(Dataset entries)

----

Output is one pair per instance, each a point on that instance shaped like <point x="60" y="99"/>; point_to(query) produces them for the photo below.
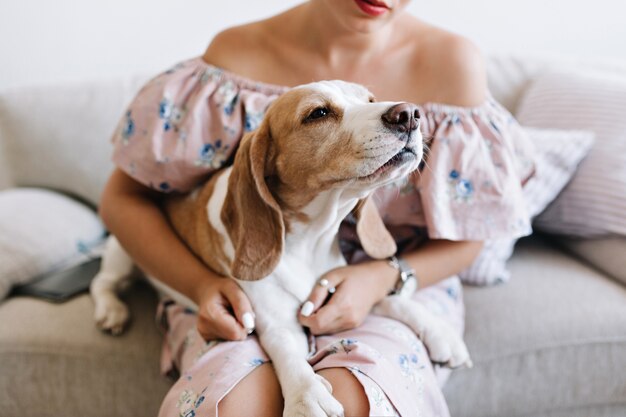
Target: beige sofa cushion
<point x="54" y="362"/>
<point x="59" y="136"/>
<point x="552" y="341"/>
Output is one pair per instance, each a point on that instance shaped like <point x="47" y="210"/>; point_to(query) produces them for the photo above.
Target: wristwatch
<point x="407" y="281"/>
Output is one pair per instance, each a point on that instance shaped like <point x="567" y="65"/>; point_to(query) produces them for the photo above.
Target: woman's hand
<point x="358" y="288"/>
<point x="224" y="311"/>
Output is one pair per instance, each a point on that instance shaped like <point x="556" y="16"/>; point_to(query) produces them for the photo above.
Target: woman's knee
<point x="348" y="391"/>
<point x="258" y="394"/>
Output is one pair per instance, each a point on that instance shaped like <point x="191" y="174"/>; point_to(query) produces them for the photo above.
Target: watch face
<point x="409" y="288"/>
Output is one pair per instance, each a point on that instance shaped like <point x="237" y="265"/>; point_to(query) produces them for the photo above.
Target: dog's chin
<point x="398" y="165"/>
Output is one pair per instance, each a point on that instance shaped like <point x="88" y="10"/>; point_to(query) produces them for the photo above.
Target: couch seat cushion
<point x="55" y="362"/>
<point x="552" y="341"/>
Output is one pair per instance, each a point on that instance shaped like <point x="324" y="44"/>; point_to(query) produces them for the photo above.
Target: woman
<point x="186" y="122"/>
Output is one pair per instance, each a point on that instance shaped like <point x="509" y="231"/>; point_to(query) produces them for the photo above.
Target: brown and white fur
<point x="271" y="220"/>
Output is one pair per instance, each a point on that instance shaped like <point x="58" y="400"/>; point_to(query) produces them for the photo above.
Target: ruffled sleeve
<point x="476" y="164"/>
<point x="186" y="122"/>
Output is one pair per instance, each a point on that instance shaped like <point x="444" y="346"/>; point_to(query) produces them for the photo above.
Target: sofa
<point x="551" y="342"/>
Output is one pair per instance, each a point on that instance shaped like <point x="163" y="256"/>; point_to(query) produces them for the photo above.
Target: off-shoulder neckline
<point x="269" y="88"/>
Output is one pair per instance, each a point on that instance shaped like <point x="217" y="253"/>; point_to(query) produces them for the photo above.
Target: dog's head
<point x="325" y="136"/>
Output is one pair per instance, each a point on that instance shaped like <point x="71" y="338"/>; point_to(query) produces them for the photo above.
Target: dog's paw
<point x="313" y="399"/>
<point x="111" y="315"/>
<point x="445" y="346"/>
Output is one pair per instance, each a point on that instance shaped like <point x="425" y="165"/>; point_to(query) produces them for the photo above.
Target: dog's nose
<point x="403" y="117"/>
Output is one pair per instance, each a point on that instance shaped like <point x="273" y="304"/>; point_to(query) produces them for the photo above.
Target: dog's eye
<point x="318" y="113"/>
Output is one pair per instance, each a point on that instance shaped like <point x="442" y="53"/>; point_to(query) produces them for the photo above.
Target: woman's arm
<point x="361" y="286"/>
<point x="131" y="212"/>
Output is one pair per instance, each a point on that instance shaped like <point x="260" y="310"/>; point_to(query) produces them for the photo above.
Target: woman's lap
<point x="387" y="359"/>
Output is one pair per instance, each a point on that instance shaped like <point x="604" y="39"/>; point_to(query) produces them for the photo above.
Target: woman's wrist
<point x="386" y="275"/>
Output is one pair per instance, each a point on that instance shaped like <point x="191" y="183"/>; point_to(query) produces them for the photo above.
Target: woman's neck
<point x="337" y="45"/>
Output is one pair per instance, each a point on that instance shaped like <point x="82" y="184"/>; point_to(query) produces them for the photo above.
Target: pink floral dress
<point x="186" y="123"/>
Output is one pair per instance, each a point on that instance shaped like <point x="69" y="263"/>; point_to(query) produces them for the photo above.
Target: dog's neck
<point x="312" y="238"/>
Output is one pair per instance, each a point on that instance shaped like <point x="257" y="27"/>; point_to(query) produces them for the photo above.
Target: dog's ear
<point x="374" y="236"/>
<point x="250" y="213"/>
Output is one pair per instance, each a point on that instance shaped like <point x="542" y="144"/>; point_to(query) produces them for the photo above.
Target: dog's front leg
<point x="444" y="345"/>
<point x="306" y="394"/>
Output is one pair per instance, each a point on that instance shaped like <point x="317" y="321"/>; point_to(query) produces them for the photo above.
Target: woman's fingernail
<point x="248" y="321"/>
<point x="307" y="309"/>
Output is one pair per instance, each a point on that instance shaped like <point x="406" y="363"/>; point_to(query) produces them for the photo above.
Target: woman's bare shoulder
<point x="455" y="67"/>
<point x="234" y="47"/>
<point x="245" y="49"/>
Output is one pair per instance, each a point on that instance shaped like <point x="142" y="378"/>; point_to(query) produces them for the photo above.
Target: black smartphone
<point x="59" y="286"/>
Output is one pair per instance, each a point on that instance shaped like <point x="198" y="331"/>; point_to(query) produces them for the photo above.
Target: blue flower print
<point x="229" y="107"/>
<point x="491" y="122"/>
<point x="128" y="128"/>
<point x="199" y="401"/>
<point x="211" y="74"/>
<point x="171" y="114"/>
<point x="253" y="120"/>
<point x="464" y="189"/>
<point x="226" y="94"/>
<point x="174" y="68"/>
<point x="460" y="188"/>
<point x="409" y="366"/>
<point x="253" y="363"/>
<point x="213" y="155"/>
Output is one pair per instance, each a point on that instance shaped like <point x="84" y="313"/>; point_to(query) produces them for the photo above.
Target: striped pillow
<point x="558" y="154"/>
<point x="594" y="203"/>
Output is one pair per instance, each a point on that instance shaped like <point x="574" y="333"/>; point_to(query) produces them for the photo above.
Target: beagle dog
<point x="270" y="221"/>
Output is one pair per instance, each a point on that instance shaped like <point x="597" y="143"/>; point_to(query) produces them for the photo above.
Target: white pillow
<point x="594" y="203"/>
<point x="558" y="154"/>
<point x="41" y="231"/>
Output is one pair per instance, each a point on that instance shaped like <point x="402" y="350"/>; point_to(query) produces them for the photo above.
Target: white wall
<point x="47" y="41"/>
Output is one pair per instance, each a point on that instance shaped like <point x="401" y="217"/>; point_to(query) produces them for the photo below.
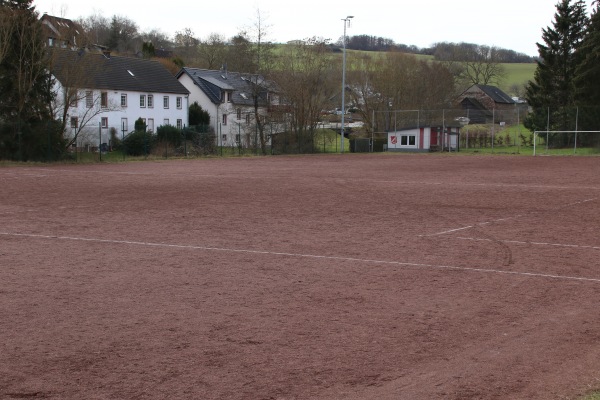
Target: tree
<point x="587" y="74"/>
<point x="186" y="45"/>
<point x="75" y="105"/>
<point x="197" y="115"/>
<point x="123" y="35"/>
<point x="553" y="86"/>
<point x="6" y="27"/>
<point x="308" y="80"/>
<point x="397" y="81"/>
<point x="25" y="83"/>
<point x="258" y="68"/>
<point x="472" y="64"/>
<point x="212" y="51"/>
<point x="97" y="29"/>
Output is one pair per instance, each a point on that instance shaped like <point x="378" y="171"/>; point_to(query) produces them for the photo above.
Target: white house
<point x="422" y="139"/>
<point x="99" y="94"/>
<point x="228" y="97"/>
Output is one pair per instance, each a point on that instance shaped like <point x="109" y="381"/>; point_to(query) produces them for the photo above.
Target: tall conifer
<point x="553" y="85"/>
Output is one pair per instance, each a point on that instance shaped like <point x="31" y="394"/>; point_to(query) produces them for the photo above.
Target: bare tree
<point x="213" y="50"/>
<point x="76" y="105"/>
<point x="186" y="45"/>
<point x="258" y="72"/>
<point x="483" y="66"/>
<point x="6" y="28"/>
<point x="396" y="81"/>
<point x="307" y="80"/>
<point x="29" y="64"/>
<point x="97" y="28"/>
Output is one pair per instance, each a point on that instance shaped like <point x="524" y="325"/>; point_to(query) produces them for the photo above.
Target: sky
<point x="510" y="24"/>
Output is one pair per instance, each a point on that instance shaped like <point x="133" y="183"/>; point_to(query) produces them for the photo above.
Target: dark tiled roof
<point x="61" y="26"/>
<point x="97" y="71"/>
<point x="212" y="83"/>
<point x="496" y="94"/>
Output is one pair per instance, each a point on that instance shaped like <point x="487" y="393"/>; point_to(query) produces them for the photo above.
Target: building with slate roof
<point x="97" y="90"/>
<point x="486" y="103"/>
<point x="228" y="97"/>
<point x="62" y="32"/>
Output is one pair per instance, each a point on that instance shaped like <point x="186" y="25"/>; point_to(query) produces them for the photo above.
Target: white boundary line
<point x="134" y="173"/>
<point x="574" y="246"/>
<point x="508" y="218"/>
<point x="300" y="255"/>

----

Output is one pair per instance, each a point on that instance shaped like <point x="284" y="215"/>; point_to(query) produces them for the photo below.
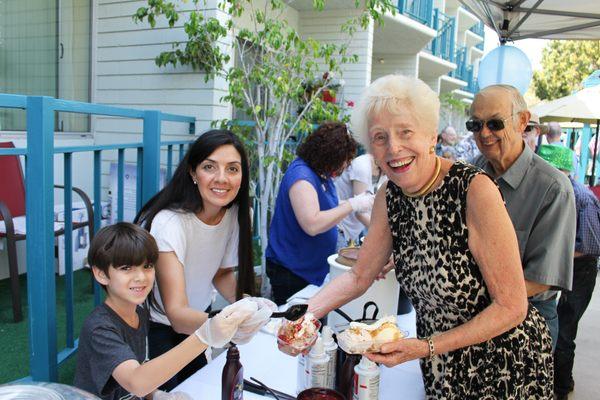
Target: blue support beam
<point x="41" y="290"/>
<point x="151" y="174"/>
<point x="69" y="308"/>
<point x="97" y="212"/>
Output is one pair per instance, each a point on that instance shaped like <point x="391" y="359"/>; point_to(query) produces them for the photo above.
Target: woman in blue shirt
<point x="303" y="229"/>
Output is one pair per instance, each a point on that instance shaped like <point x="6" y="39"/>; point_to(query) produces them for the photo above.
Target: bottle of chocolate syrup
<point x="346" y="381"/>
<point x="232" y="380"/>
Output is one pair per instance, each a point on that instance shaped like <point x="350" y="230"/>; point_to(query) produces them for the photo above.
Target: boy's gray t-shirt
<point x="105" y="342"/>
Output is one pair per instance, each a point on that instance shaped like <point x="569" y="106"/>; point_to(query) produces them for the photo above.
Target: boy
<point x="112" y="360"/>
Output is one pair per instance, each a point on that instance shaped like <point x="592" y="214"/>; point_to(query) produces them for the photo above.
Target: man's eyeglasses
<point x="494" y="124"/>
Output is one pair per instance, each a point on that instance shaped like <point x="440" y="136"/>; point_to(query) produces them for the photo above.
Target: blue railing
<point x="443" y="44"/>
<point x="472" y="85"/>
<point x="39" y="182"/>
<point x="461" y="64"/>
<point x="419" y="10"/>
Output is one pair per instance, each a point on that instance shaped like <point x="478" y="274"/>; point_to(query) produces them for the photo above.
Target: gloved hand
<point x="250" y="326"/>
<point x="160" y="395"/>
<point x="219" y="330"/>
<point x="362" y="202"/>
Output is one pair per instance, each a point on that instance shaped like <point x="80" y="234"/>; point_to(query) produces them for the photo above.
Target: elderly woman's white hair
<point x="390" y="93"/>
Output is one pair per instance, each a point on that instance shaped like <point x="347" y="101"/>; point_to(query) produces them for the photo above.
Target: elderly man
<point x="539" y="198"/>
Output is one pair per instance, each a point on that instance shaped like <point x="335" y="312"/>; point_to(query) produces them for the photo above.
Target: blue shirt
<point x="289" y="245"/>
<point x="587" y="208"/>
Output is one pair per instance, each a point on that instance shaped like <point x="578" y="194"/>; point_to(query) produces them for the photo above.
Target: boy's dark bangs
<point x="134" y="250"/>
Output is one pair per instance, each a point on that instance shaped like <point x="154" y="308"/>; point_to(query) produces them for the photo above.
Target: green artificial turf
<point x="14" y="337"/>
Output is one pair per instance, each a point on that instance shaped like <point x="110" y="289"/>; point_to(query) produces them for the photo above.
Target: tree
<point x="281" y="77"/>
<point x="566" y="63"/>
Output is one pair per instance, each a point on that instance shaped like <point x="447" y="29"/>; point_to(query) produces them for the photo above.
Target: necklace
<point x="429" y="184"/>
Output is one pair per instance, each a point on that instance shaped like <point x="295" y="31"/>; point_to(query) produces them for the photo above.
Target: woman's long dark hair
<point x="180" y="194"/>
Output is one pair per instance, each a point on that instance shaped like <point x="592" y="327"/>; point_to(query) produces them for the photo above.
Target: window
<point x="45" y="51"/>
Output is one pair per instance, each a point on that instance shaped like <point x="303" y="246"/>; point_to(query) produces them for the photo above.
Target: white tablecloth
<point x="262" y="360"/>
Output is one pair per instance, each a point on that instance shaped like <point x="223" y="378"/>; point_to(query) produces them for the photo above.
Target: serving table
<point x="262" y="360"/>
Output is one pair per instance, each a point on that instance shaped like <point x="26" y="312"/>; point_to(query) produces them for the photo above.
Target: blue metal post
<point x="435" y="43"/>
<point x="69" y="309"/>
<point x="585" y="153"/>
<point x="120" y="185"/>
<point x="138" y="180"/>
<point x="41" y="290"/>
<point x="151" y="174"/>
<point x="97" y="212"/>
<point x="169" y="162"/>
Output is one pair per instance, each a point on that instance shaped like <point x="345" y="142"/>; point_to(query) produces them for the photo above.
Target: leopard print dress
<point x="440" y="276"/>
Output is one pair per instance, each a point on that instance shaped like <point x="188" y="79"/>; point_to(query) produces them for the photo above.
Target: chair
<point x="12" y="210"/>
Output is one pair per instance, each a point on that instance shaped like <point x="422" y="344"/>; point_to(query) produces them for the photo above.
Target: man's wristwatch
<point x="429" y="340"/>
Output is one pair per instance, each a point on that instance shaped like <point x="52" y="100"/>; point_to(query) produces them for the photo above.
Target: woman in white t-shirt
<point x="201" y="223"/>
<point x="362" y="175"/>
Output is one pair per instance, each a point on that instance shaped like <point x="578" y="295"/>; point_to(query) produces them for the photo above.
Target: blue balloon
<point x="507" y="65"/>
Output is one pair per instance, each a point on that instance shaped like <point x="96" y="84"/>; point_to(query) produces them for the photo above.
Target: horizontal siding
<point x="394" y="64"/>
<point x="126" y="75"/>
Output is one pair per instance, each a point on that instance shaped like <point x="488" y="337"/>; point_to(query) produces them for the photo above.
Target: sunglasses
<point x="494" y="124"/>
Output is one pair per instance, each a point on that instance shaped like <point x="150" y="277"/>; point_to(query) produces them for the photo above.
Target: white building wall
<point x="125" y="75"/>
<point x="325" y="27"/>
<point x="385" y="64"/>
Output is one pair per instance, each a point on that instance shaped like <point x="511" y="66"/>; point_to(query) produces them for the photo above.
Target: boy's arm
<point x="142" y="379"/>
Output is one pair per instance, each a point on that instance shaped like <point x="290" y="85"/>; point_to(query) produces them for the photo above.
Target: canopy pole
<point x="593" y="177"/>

----

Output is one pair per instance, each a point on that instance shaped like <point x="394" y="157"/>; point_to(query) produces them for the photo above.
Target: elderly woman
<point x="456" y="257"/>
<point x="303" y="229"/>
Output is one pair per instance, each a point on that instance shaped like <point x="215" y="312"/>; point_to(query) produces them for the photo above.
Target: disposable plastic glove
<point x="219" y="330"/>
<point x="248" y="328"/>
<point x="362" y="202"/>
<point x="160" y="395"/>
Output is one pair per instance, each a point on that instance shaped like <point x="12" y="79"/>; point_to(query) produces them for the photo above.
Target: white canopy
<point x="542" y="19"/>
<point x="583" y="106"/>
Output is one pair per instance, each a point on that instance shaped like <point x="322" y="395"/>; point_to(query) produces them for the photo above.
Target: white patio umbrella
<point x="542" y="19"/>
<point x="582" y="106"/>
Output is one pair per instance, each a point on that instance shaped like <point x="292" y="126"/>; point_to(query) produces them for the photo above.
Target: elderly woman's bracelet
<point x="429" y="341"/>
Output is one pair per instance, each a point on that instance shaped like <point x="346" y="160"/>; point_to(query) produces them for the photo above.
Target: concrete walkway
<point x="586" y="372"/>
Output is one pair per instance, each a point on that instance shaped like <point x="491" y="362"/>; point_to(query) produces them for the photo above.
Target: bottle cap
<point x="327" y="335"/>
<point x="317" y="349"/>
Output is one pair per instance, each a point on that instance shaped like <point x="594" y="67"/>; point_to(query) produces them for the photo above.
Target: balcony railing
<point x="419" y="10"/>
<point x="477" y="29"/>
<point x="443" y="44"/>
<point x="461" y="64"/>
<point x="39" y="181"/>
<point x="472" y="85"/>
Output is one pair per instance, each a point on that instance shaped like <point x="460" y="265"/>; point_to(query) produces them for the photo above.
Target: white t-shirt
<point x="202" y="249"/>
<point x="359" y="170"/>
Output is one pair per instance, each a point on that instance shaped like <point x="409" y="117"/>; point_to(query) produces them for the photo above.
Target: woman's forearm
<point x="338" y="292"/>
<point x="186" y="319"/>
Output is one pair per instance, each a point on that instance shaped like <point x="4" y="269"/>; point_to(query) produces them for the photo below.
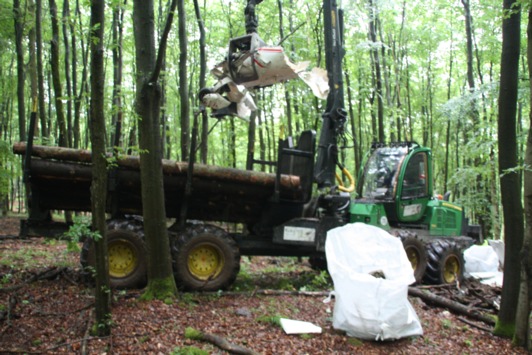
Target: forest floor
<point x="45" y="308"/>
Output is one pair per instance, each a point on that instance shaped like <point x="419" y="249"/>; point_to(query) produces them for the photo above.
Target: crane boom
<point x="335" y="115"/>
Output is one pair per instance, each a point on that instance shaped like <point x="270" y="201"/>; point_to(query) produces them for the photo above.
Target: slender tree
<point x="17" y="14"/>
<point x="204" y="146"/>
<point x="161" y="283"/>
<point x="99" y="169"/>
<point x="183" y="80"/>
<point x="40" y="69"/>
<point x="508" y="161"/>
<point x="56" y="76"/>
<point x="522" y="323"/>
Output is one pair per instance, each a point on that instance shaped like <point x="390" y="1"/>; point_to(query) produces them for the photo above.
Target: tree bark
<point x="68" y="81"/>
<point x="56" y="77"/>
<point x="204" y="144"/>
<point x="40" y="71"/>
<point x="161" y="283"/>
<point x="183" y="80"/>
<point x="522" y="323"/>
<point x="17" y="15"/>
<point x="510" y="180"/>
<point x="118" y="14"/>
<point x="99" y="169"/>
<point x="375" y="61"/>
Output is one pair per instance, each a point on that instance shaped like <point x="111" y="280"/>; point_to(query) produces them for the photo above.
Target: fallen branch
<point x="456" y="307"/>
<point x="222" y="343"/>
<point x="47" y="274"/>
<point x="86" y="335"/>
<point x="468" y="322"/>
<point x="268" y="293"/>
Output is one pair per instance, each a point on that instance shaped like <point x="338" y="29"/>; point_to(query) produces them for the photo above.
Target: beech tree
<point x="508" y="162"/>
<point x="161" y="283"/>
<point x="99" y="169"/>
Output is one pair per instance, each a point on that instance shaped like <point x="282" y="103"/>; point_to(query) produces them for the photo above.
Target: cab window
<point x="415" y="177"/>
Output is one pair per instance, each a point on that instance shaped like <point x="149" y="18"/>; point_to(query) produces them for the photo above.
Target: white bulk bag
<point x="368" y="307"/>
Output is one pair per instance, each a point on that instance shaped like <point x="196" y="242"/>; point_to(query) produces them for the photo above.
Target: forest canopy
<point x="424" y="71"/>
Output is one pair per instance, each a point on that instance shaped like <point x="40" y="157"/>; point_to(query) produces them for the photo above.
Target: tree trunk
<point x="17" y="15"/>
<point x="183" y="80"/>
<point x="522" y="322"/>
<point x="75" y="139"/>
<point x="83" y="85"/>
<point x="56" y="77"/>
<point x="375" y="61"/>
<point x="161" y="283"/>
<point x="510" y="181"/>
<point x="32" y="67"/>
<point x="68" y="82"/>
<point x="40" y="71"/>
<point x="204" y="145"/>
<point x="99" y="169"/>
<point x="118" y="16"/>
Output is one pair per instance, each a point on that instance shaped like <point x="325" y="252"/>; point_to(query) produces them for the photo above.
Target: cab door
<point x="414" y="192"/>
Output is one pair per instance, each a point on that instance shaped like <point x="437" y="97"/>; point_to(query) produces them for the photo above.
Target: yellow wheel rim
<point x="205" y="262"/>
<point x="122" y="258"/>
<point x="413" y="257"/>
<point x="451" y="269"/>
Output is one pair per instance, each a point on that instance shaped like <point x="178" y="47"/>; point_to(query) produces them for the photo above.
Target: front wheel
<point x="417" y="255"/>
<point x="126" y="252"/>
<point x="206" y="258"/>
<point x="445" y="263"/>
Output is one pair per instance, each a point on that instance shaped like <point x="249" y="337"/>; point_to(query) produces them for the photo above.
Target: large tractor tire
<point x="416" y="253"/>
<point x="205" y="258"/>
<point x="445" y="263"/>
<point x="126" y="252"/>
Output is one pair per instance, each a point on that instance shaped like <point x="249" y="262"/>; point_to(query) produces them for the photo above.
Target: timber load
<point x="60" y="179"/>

----

▶ _How to complete this task_:
If a line in the records above holds the string "below", copy it out.

▶ _Written answer_:
Output is one pair per instance, each a point on that instance shaped like <point x="60" y="99"/>; point_to(query) produces them for the photo below.
Output is one pair per instance, each a point on that instance shaped like <point x="401" y="217"/>; point_to(query) produces them for the photo below.
Output is one pair per instance, each a point on that instance shaped like <point x="284" y="215"/>; point_to(query) produces them for the photo below.
Output is one pair per instance, each a point on that instance shaped like <point x="4" y="269"/>; point_to(query) produces them for the photo below.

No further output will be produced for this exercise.